▸ THE PROBLEM
Please list every full date heading, with its weekday, that appears in the legal blog excerpt below.

▸ QUOTED TEXT
--- BEGIN ---
Random thoughts, ramblings and rants about things legal, illegal, tortious, outrageous and otherwise.

Tuesday, February 28, 2006

Paperless courts
The federal courts are forcing electronic filing upon us.  My local court requires all attorney's to file motions and other documents over the internet.  Electronic filing was optional for a while, but became mandatory earlier this year.  I'm guessing that the group running the conversion decided that as long as e-filing was optional, there would always be a few holdouts who would gum up the system with paper filings.
 
During the training we were told that certain items would have to be filed electronically in .pdf, with paper copies mailed to the court for the judge.  When we questioned why the paperless system still required mailing copies the explanation was that most of the judges do not use computers and insist on handling case files in paper form.  Life tenure tends to get your whims indulged.
 
If it is true that most of the district's judges are not computer literate, what does that say about their understanding of the modern world?  It is a little scary to think that someone who has to make carefully reasoned decisions is far enough outside the mainstream that he has no experience with e-mail or the internet.
Tue, February 28, 2006 | link

Wednesday, February 22, 2006

Trashing the transcript
Court-reporter's poor transcript may require do-over on murder trial.
Wed, February 22, 2006 | link

Tuesday, February 14, 2006

I love the smell of birdshot in the morning
lousyshirt
Available here (for a limited time)
Tue, February 14, 2006 | link

Sunday, February 12, 2006

They're so fly
What exactly is "retro" about $62 boxer shorts?  My grandfather (the most retro guy I know) would laugh anyone wearing $62 underwear out of his house.
Sun, February 12, 2006 | link

Tuesday, February 7, 2006

Just the thing to go with my Clarence Thomas thong ...
 
From today's classified ads in the Winston Salem Journal.
Tue, February 7, 2006 | link

Electronic surveillance in the age of wooden teeth
George Washington authorized electronic surveillance?  It must have involved a Franklin stove, a kite, a key and a thunderstorm.  I wonder who he listened to?
 
(Link via Ed Cone, movie clip)
Tue, February 7, 2006 | link

At $500 per week you could pay this off in 1154 years ...
 
Under the recently amended bankrutpcy law Robert Blake had get financial counseling before he could file for bankrutpcy.  The major debt listed was a $30 million judgment in a wrongful death action for the killing of Bonnie Bakely.
 
I wonder what advice the financial counselor offerred Blake.  Cut expenses by coupon clipping?  Greater use of store and generic brands?  Dropping back to basic cable?
 
The Blake bankruptcy petition is here (.pdf format)
Tue, February 7, 2006 | link

Is that a zucchini in your pants or are you just not happy to see me?
The Atlanta Homeland Security police rousted a a vegan picketing a Honeybaked Ham store after she wrote down the license plate number of the undercover officer who was photographing the protest.
They told me if I didn't give over the piece of paper I would go to jail and I refused and I went to jail, and the piece of paper was taken away from me at the jail and the officer who transferred me said that was why I was arrested.
(From WXIA-TV).
 
According to the officer, this is what went down:
 
Detective Gorman was located in the CVS parking lot taking pictures of the protestors. Subsequently, two individuals later identified as Christopher Freeman and Caitlin Childs walked behind Detective Gorman's assigned police vehicle and wrote down the tag number.
--- END ---
▸ DATA EXCERPT
--- BEGIN ---
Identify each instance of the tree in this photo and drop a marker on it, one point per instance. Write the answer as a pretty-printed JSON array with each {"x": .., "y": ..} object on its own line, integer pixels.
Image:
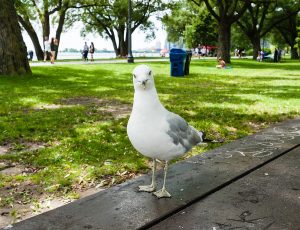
--- END ---
▸ RESPONSE TO THE TASK
Tuesday, February 28, 2006
Wednesday, February 22, 2006
Tuesday, February 14, 2006
Sunday, February 12, 2006
Tuesday, February 7, 2006